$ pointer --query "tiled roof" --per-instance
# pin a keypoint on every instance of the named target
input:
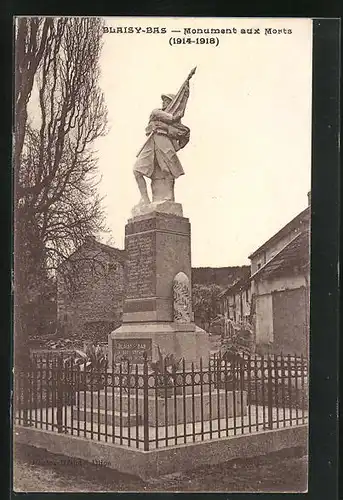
(295, 255)
(239, 284)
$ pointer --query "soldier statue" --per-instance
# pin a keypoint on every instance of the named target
(157, 159)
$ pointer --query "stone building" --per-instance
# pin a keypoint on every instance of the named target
(280, 285)
(275, 295)
(90, 291)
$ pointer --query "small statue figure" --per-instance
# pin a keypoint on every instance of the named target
(157, 159)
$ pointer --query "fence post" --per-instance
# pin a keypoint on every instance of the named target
(270, 393)
(60, 375)
(145, 403)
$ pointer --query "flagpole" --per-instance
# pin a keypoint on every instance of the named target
(170, 105)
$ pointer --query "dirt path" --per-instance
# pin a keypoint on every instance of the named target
(36, 470)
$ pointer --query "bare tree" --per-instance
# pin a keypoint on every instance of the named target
(57, 204)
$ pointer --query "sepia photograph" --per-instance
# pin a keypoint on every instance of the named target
(162, 223)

┄┄┄┄┄┄┄┄┄┄

# PROMPT
Update all the records by replacing "keypoint" with "marker" and changing nothing else. Leave the pictures out of your answer.

# RIGHT ANSWER
$ pointer --query "tiled roof" --per-instance
# pin a marker on every instance of the named target
input:
(295, 255)
(239, 284)
$ pointer --query "soldier statue" --per-instance
# pin a marker on every instance of the named target
(157, 159)
$ pointer --query "stone building" --per-instance
# pin a marker on every instance of the named target
(280, 285)
(275, 295)
(90, 291)
$ pointer --query "small statue figure" --per-instance
# pin a marker on every instance of the named target
(157, 159)
$ pointer --query "fence post" --per-instance
# pin a marker on every instance of the named target
(270, 393)
(60, 375)
(145, 403)
$ pointer --query "flagpole" --per-instance
# pin a marker on every instance of the named target
(170, 105)
$ pointer --query "dirt path" --per-instance
# pin a marker on every instance of the named target
(36, 470)
$ pointer --query "bare tree" --per-instance
# pin a marker on every instance of the named target
(57, 204)
$ pointer --query "sepia photograph" --per-instance
# pin a marker on every instance of the named target
(162, 223)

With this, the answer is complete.